Task directions: In this exercise, print only the lines from the line with "of the street" to the last line of the data below, inclusive. Any pictures should be left out.

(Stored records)
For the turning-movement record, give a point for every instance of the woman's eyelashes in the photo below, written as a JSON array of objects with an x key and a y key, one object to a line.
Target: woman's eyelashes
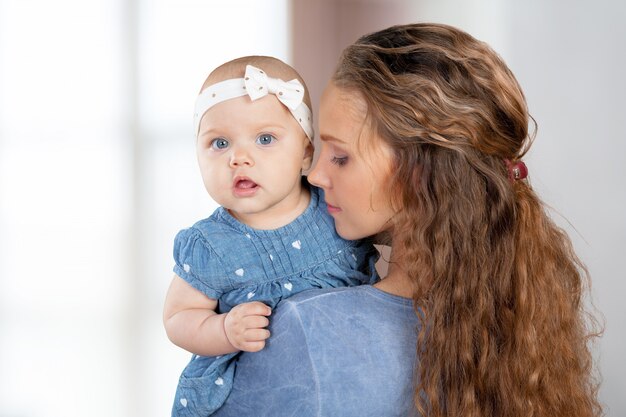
[{"x": 339, "y": 160}]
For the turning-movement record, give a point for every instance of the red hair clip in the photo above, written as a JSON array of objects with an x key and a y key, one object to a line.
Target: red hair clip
[{"x": 517, "y": 170}]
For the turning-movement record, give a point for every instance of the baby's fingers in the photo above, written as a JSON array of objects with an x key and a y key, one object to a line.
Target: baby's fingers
[{"x": 255, "y": 308}]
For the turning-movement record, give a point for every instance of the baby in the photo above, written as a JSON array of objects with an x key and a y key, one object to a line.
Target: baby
[{"x": 271, "y": 238}]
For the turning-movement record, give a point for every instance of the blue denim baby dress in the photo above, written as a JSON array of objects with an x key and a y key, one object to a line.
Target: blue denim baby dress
[{"x": 234, "y": 263}]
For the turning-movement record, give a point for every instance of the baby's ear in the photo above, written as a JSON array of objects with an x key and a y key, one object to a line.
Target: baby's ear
[{"x": 307, "y": 161}]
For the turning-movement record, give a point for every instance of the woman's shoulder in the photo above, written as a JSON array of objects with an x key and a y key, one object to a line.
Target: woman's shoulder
[{"x": 345, "y": 297}]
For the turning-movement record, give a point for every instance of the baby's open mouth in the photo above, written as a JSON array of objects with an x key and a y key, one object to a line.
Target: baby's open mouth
[{"x": 245, "y": 184}]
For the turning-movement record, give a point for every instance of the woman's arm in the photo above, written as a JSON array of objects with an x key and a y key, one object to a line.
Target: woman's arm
[{"x": 192, "y": 323}]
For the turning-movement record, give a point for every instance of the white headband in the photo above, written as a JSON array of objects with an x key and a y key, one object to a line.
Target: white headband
[{"x": 257, "y": 84}]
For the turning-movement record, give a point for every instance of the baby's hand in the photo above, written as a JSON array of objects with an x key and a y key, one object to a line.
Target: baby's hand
[{"x": 245, "y": 326}]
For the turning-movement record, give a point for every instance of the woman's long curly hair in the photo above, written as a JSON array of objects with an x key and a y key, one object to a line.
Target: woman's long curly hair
[{"x": 498, "y": 285}]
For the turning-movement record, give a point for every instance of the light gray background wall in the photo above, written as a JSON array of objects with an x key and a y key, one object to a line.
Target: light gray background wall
[{"x": 570, "y": 58}]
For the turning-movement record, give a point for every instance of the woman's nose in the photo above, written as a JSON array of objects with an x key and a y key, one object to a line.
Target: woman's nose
[
  {"x": 317, "y": 176},
  {"x": 240, "y": 157}
]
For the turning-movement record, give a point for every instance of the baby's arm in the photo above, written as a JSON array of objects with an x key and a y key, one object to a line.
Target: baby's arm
[{"x": 192, "y": 323}]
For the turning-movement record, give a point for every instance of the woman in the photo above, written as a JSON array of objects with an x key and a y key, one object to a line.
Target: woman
[{"x": 423, "y": 130}]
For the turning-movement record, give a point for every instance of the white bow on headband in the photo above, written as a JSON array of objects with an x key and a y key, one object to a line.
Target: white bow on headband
[{"x": 257, "y": 84}]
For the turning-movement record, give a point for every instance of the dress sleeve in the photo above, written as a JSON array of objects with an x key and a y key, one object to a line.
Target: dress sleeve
[
  {"x": 198, "y": 264},
  {"x": 278, "y": 380}
]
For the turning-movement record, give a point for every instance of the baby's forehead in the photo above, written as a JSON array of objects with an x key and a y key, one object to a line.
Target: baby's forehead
[{"x": 237, "y": 69}]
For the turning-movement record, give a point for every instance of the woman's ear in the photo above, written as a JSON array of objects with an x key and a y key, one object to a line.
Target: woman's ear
[{"x": 307, "y": 161}]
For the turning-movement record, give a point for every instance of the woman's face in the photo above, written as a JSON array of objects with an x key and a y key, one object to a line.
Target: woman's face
[{"x": 353, "y": 166}]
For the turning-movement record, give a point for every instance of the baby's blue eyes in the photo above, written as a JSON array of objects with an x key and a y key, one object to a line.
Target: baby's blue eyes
[
  {"x": 219, "y": 144},
  {"x": 265, "y": 139}
]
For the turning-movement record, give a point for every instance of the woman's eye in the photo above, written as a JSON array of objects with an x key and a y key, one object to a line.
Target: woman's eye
[
  {"x": 219, "y": 144},
  {"x": 265, "y": 139},
  {"x": 341, "y": 161}
]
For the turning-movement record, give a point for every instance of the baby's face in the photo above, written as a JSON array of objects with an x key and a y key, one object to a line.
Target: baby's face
[{"x": 251, "y": 155}]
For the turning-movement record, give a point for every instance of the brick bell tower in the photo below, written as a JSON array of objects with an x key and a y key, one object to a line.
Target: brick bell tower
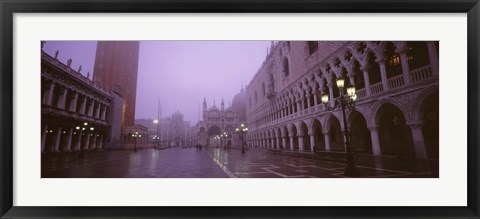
[{"x": 116, "y": 67}]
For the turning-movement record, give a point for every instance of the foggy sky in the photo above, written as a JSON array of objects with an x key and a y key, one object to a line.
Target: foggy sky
[{"x": 180, "y": 73}]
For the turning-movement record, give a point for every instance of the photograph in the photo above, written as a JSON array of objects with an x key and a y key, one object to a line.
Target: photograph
[{"x": 239, "y": 109}]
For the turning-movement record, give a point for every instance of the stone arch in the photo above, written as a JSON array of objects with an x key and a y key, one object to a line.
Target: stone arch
[
  {"x": 278, "y": 133},
  {"x": 319, "y": 138},
  {"x": 293, "y": 134},
  {"x": 373, "y": 68},
  {"x": 394, "y": 135},
  {"x": 427, "y": 113},
  {"x": 303, "y": 131},
  {"x": 360, "y": 138},
  {"x": 335, "y": 134},
  {"x": 376, "y": 106},
  {"x": 285, "y": 137}
]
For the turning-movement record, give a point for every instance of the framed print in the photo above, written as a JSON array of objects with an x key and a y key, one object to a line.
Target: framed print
[{"x": 239, "y": 109}]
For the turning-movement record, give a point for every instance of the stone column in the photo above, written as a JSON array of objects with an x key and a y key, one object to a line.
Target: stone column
[
  {"x": 383, "y": 74},
  {"x": 93, "y": 145},
  {"x": 308, "y": 100},
  {"x": 104, "y": 113},
  {"x": 62, "y": 98},
  {"x": 49, "y": 96},
  {"x": 83, "y": 106},
  {"x": 97, "y": 110},
  {"x": 418, "y": 141},
  {"x": 291, "y": 142},
  {"x": 68, "y": 147},
  {"x": 78, "y": 144},
  {"x": 299, "y": 106},
  {"x": 100, "y": 143},
  {"x": 433, "y": 57},
  {"x": 300, "y": 142},
  {"x": 405, "y": 67},
  {"x": 87, "y": 142},
  {"x": 58, "y": 136},
  {"x": 312, "y": 141},
  {"x": 44, "y": 137},
  {"x": 73, "y": 106},
  {"x": 90, "y": 111},
  {"x": 376, "y": 149},
  {"x": 366, "y": 78},
  {"x": 327, "y": 140},
  {"x": 330, "y": 91}
]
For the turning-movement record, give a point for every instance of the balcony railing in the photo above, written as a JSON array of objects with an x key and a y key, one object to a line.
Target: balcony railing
[
  {"x": 395, "y": 82},
  {"x": 421, "y": 74}
]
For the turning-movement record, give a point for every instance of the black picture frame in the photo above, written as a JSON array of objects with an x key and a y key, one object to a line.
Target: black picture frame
[{"x": 9, "y": 7}]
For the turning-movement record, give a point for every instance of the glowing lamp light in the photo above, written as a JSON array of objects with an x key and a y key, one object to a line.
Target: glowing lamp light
[
  {"x": 351, "y": 91},
  {"x": 325, "y": 98},
  {"x": 354, "y": 97},
  {"x": 340, "y": 83}
]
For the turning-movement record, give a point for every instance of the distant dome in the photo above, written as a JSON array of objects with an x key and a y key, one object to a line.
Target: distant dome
[{"x": 239, "y": 104}]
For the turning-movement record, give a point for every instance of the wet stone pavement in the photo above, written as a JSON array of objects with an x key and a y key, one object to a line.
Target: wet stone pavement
[{"x": 194, "y": 163}]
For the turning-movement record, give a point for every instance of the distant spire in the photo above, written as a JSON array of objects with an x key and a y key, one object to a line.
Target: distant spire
[{"x": 223, "y": 104}]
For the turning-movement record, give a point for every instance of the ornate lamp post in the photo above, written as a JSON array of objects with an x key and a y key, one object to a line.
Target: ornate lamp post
[
  {"x": 241, "y": 131},
  {"x": 135, "y": 136},
  {"x": 156, "y": 138},
  {"x": 224, "y": 138},
  {"x": 217, "y": 139},
  {"x": 343, "y": 102}
]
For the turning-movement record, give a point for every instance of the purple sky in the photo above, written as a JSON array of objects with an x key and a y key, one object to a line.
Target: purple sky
[{"x": 180, "y": 73}]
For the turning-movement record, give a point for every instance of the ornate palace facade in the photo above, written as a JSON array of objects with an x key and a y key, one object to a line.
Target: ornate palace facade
[
  {"x": 216, "y": 121},
  {"x": 396, "y": 112},
  {"x": 76, "y": 113}
]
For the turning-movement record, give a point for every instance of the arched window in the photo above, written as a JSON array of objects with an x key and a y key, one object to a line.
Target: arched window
[
  {"x": 312, "y": 47},
  {"x": 286, "y": 67},
  {"x": 393, "y": 66},
  {"x": 263, "y": 88},
  {"x": 417, "y": 55}
]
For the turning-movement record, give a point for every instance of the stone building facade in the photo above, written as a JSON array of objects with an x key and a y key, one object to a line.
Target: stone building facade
[
  {"x": 116, "y": 67},
  {"x": 76, "y": 113},
  {"x": 216, "y": 121},
  {"x": 396, "y": 113}
]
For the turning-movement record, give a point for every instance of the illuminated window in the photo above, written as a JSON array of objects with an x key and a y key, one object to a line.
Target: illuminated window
[
  {"x": 394, "y": 60},
  {"x": 286, "y": 67},
  {"x": 312, "y": 46}
]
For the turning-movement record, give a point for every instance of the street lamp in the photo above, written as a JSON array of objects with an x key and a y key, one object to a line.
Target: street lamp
[
  {"x": 156, "y": 136},
  {"x": 242, "y": 130},
  {"x": 224, "y": 136},
  {"x": 343, "y": 102},
  {"x": 135, "y": 136},
  {"x": 217, "y": 139}
]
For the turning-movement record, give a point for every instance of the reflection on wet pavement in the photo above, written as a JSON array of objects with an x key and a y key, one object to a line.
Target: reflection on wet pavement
[{"x": 195, "y": 163}]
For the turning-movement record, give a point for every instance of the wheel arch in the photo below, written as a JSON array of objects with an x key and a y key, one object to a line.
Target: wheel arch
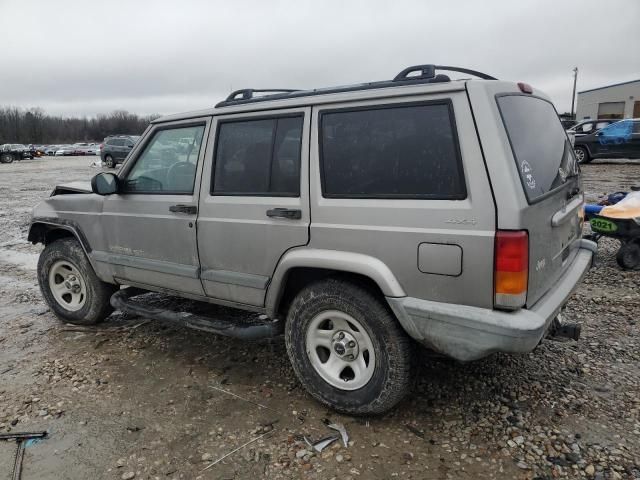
[
  {"x": 298, "y": 268},
  {"x": 45, "y": 232}
]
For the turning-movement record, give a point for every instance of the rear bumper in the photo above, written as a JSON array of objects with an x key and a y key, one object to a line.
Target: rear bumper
[{"x": 468, "y": 333}]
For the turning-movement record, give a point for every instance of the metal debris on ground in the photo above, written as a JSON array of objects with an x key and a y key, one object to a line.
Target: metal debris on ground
[
  {"x": 414, "y": 430},
  {"x": 234, "y": 451},
  {"x": 20, "y": 438},
  {"x": 322, "y": 443},
  {"x": 241, "y": 398},
  {"x": 340, "y": 429}
]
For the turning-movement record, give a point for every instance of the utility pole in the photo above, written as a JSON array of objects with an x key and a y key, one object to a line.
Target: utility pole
[{"x": 573, "y": 97}]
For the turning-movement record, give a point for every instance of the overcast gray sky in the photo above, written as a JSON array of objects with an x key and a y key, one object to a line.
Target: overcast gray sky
[{"x": 88, "y": 57}]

The result:
For the turning-movement record, give a point for every instance of the street lamp in the photo above, written as a JSON array of objects with an x key and a y key, one object to a line.
Target: street lamp
[
  {"x": 156, "y": 136},
  {"x": 242, "y": 130},
  {"x": 224, "y": 136},
  {"x": 343, "y": 102},
  {"x": 135, "y": 136},
  {"x": 217, "y": 139}
]
For the turning-movement record, give a point for every instance of the reflection on wet pavement in the photo above, written as a JSON array of objects with an x key and a y key, one object to a line.
Target: reflection on wet pavement
[{"x": 195, "y": 163}]
For the turning-movement record, give a point for every instance of the wheel arch in the photo below, written as a JSON array of objects with an x key and a y key, one object to a line.
Target: wheel arch
[
  {"x": 298, "y": 268},
  {"x": 45, "y": 232}
]
For the turning-movement record, give a point for every instance of the rear bumper in the photo above, written as a JSON array of objects with an x key and a y key, one object to a line.
Target: rear bumper
[{"x": 468, "y": 333}]
For the turning-movement record, give a point for every instance of the metal debris on ground in the photo above, written as a JSON array of objects with an x key and a y key, one object to a line.
Target: metal debris on ground
[
  {"x": 414, "y": 430},
  {"x": 234, "y": 451},
  {"x": 20, "y": 438},
  {"x": 322, "y": 443},
  {"x": 241, "y": 398},
  {"x": 340, "y": 429}
]
For the turning-movement record, give a point for every instance of the utility pole in the photo above, written as a JSON array of objects with an x key and a y key, one object to a line.
Target: utility pole
[{"x": 573, "y": 97}]
For the turning-movement record, give a point for every instance of the overcast gray sky in the photo above, written as a JSON array of objects with an x key and a y key, one object to a line.
Target: overcast gray sky
[{"x": 88, "y": 57}]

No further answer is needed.